• _Extract provided_:

-*-*-

A new discovery has revealed the effects of plant hormones on plant development and growth, as well as how these hormones interact together. The team of researchers, involving ARC Future Fellow, Dr Philip Brewer discovered that when strigolactones are applied to vascular plants, auxin is suppressed and transport of it is reduced.
Strigolactone hormones are known to help the plant in response to environmental conditions, including optimising the plant’s growth to match the nutrient levels of the soil it grows in, while auxin is the main hormone involved in vein formation in vascular plants. The interactions between the two hormones were observed in pea and thale cress plants, with slower vein formation in plants where strigolactones were applied. More specifically, the strigolactones were found to limit the way auxin promotes its own transport out of cells. It is thought that with suppressed transportation of auxin, the vein formation in plants occurs with greater focus at the slower rate.

-*-*-

• _Information shown_:

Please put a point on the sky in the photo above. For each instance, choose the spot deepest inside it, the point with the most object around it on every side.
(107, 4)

-*-*-

• _To do_:
Write out, word for word, the part of the passage on plant hormones that opens with the words containing "A new discovery" and closes with "it is reduced.". You can set the data aside; it is not needed.

• _Task output_:
A new discovery has revealed the effects of plant hormones on plant development and growth, as well as how these hormones interact together. The team of researchers, involving ARC Future Fellow, Dr Philip Brewer discovered that when strigolactones are applied to vascular plants, auxin is suppressed and transport of it is reduced.